* What to do
Reproduce the items starting at the beginning and ending at the line containing "193 210 L 193", switching "instance" to "occurrence" wherever it occurs and leaving everything else unchanged. Give only these lines, and omit the pictures from your answer.

* Provided entries
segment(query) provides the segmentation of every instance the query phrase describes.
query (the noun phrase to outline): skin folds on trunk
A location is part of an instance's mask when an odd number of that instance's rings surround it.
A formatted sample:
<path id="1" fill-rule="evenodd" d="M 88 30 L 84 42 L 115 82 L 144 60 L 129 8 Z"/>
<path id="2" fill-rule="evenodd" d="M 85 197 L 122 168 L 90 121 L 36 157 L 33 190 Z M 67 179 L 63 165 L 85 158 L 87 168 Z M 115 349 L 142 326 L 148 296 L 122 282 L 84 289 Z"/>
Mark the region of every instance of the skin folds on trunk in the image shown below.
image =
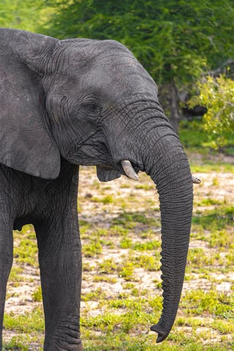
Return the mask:
<path id="1" fill-rule="evenodd" d="M 193 210 L 193 182 L 187 156 L 174 132 L 159 127 L 155 129 L 154 135 L 150 131 L 148 136 L 148 156 L 143 158 L 143 164 L 156 186 L 161 211 L 163 310 L 158 322 L 151 328 L 158 333 L 159 343 L 173 325 L 183 287 Z"/>

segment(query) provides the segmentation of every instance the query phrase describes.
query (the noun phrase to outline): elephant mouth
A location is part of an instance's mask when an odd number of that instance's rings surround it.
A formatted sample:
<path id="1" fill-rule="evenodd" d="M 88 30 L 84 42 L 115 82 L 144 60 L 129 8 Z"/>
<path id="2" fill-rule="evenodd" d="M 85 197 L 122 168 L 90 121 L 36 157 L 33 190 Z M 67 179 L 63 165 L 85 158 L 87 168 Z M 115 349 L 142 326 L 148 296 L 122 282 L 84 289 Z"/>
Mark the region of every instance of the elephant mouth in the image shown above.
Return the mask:
<path id="1" fill-rule="evenodd" d="M 109 182 L 124 175 L 128 178 L 138 180 L 139 168 L 133 162 L 128 160 L 119 162 L 116 167 L 101 164 L 97 166 L 97 176 L 100 182 Z"/>

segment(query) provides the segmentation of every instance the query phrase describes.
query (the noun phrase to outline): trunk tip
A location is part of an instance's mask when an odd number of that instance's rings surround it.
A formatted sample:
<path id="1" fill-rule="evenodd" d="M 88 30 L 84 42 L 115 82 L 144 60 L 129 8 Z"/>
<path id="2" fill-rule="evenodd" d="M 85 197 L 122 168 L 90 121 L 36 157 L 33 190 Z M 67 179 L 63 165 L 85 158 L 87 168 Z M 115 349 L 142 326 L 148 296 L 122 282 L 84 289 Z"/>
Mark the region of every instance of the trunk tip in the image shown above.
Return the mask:
<path id="1" fill-rule="evenodd" d="M 194 183 L 195 184 L 199 184 L 201 183 L 201 181 L 200 180 L 200 179 L 199 179 L 198 178 L 196 178 L 196 177 L 195 177 L 193 175 L 192 175 L 192 179 L 193 180 L 193 183 Z"/>
<path id="2" fill-rule="evenodd" d="M 150 328 L 150 330 L 152 331 L 155 331 L 156 333 L 157 333 L 157 338 L 156 341 L 156 342 L 157 344 L 163 341 L 169 334 L 169 333 L 163 331 L 162 327 L 158 323 L 156 324 L 154 324 L 154 325 L 152 325 Z"/>

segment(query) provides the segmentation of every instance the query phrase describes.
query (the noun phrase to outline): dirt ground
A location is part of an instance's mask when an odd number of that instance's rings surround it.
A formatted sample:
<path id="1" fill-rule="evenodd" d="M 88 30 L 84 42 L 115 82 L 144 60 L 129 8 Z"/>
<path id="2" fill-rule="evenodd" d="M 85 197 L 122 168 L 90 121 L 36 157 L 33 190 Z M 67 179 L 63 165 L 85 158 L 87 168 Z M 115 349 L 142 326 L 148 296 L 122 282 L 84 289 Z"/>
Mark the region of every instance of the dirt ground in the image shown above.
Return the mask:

* Final answer
segment(query) provides the segmentation of every occurrence the query phrase describes.
query (the noun phrase to outline): skin folds on trunk
A location is part of an occurrence's mask when an odd number of that occurrence's rings surround it.
A formatted sample:
<path id="1" fill-rule="evenodd" d="M 88 30 L 84 42 L 115 82 L 144 60 L 129 8 Z"/>
<path id="2" fill-rule="evenodd" d="M 85 197 L 122 168 L 90 121 L 36 157 L 33 190 Z M 67 179 L 63 165 L 85 158 L 87 168 Z M 115 349 L 142 326 L 148 296 L 122 282 L 84 289 Z"/>
Mark the region of every occurrence of the skin folds on trunk in the image shown below.
image =
Return the mask:
<path id="1" fill-rule="evenodd" d="M 193 210 L 193 182 L 187 156 L 174 132 L 159 127 L 155 129 L 154 135 L 150 131 L 148 136 L 148 156 L 143 158 L 143 164 L 156 186 L 161 211 L 163 310 L 158 322 L 151 328 L 158 333 L 159 343 L 173 325 L 183 287 Z"/>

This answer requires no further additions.